[YOUR TASK] Repeat, word for word, everything in the Kubota tractor thread from "## farmertim" down to "run flat out!".

[DOCUMENT SECTION]
((
# New Kubota MX 5200 HST



## eyeamtheman

LOVE my new tractor, but have a few concerns. This was a HUGE upgrade for me from my old trusty 8N, so forgive my questions. This DPF system concerns me, and at 20 hours, it's already cycled once. Light came on, I continued to operate (at a higher RPM) per operating manual, and it went off after about 15 minutes. I do know, and have been told that I NEED to get used to running the tractor at a higher RPM than I'm comfortable with. (2000-2400 RPM's, which is nearly wide open)
I'm struggling with this so I'm hoping some of you who are experienced in these new tractors will offer some reassurance. 
Help me out please. Same as my new Bad Boy zero turn. All this hoo haa about "running it wide open"....I'm just not going to do it. Makes no sense to me. The mower cuts just fine at 70-85% throttle. 
Please educate me y'all.


----------



## sixbales

Howdy eyeamtheman,

Welcome aboard the TF. That Kubota MX5200 HST is a really nice tractor. No wonder you LOVE it.

Diesels like to be worked hard. If you don't work them hard, you get diesel slobbering (black smut out the exhaust). If you have a vertical exhaust, you will notice it! 

Run it wide open or very near wide open. I run my gas engines and diesels wide open with no problems.


----------



## Thomas

As sixbales said.....
Gas vs diesel to different worlds when operating.
Don't lug down motor and pumps etc. on Kubota need to keep RPM's up there,if you live cold region plan to remove snow need 15 mins or so for warm before working also good RPM's.

Congrats on your new investment.


----------



## eyeamtheman

Ok, thank you for the replies. For the record, I live in north central Louisiana, so not much snow at all. Tractor will be used for loader work and cutting grass mostly. Got a new 6' bush hog when I got the tractor. I've not found much feedback from the new DPF system, probably due to it being so new to the market...? But yes, other than just being new "to me"....this is an awesome tractor. Plenty of power, and I'm happy with it thus far.


----------



## sixbales

I looked up the DPF (Diesel Particulate Filter) system on the internet. I'm certain that these systems are required due to government regulations. If you fail to keep the engine revved up, the reduced heat/increased carbon in the exhaust starts plugging the filter causing increased pressure drop across the filter. The system senses the increased pressure drop and kicks in with automatic regeneration process, which means injecting diesel into the exhaust to burn at 600-800 degrees F, which cleans the filter. You don't even want to leave the engine idle very long because of this problem.

These DPF systems are going to be a major problem for new tractor owners and their dealerships in years to come. To learn more about the DPF system go to this site:

Understanding Diesel DPF Regeneration - YouTube


----------



## farmertim

Also the hydro needs to be running at high revs to work efficiently, I used to operat a bobcat skid steer loader for twelve hours a day and they have ostensibly the same drive system, if you run at low revs they blow seals and hydraulic pumps like you wouldn't believe, they are designed to be run flat out!
I wish I had a new one to replace the old g5200 I have!
Cheers.


----------
))
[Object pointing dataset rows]
((
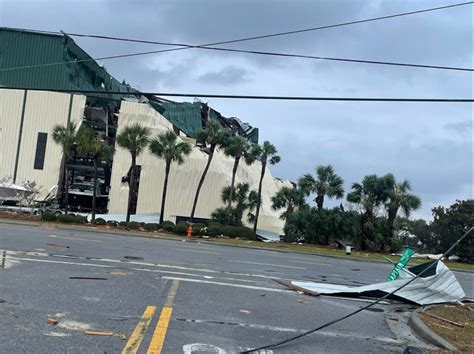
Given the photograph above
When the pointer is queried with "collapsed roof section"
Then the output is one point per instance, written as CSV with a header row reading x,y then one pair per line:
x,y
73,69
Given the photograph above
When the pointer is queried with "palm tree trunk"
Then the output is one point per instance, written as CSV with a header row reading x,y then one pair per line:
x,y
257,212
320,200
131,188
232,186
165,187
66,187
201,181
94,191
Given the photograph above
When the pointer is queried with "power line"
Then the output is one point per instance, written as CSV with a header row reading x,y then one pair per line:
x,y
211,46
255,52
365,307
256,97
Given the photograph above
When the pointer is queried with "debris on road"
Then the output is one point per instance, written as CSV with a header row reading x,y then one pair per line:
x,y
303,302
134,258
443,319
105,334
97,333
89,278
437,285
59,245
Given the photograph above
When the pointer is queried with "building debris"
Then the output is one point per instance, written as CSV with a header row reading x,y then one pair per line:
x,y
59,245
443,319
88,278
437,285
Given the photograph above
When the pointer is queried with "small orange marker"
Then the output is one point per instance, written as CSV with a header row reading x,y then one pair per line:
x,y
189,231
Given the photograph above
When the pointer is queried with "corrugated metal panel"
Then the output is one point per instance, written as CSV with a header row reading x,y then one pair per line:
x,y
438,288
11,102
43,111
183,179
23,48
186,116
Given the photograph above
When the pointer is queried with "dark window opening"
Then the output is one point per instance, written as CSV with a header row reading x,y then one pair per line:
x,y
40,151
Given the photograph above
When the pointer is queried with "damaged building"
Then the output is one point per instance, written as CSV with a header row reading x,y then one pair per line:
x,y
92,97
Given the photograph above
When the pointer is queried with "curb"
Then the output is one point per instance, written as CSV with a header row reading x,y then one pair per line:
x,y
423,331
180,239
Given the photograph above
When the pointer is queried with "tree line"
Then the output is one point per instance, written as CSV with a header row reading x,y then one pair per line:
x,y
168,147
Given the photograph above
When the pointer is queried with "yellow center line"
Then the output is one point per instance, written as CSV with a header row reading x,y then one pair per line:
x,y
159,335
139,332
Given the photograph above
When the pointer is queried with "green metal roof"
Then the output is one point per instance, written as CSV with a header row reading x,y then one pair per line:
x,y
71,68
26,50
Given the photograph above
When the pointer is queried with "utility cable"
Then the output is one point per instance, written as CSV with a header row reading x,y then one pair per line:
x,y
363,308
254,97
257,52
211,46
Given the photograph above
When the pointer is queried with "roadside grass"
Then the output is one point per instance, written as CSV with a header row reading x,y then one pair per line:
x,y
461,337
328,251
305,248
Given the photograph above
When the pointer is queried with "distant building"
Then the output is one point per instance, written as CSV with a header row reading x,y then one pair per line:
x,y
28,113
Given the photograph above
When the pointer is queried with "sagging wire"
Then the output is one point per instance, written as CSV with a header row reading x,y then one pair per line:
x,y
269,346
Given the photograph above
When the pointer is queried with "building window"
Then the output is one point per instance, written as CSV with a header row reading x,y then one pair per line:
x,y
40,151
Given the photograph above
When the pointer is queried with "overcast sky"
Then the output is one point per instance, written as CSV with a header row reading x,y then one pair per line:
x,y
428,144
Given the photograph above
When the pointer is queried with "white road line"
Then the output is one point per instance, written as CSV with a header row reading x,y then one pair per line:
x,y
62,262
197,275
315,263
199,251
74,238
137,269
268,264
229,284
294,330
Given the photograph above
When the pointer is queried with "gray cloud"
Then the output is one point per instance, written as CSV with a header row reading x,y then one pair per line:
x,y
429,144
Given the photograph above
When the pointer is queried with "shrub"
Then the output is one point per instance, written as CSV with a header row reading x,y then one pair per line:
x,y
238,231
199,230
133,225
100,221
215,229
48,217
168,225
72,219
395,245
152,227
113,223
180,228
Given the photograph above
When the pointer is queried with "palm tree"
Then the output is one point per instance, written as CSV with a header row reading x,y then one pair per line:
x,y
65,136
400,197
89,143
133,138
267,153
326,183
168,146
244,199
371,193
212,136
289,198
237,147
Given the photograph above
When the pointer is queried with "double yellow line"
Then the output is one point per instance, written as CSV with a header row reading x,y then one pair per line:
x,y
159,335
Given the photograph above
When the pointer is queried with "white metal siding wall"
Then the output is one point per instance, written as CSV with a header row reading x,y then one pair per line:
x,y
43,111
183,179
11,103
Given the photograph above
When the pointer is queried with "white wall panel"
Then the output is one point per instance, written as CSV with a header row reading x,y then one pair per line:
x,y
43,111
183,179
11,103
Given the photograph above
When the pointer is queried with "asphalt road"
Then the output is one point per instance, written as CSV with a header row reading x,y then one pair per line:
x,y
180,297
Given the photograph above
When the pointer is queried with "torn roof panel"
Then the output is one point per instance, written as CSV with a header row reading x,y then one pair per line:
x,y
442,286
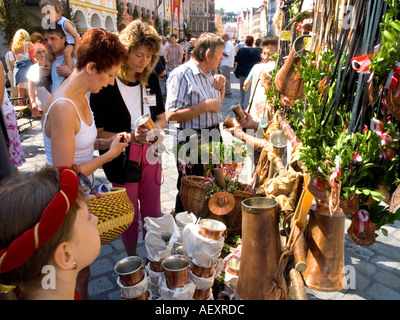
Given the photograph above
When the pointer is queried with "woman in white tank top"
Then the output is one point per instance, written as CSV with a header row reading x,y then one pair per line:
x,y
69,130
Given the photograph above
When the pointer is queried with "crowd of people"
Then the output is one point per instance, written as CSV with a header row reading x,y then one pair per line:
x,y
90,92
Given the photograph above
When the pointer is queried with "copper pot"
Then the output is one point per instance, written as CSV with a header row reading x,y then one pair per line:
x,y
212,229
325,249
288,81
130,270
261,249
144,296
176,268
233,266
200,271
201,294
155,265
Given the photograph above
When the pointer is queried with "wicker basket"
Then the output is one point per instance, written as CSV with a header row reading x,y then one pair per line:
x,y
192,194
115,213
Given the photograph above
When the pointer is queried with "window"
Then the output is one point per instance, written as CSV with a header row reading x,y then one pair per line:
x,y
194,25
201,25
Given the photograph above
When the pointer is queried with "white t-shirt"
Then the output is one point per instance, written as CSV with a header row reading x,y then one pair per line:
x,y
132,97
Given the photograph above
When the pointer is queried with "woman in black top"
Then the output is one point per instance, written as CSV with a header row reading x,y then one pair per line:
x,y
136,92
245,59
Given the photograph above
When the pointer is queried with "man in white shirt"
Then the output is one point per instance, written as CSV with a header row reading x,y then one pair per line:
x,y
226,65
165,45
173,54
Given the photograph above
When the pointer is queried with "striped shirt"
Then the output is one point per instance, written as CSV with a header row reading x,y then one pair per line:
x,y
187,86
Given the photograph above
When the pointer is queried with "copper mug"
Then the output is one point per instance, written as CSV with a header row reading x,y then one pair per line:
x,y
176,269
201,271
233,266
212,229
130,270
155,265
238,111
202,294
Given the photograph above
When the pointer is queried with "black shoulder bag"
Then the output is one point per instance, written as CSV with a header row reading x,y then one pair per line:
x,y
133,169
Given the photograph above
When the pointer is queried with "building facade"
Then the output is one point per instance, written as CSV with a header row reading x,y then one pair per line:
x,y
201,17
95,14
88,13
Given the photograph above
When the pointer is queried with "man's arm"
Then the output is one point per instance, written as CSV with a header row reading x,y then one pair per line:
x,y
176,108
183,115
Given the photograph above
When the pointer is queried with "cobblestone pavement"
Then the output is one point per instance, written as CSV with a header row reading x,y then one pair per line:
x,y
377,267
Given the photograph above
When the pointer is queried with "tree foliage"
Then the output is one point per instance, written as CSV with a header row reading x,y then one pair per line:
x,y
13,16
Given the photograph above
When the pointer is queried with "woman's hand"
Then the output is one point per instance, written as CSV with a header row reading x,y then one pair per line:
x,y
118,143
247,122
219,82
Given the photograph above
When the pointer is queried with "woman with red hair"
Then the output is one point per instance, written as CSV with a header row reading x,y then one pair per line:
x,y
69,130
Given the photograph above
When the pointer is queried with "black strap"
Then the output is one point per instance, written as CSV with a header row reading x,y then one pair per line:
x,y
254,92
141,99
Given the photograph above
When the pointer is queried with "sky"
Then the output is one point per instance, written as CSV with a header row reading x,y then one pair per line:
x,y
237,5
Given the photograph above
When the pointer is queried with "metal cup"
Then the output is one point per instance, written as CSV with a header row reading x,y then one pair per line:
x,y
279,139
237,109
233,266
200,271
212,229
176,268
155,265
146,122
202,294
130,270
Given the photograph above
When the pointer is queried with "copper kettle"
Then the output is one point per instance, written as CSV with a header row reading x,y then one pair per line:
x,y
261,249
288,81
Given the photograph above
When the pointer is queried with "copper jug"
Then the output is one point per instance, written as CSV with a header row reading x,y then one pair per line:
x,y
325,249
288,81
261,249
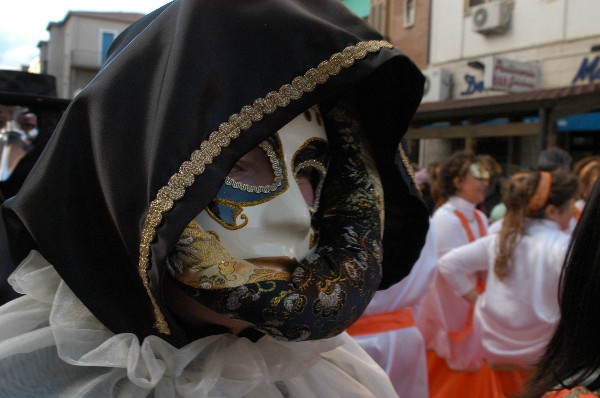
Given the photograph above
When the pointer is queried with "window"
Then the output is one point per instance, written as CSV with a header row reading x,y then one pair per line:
))
[SOLVED EXERCISE]
## farmertim

Also the hydro needs to be running at high revs to work efficiently, I used to operat a bobcat skid steer loader for twelve hours a day and they have ostensibly the same drive system, if you run at low revs they blow seals and hydraulic pumps like you wouldn't believe, they are designed to be run flat out!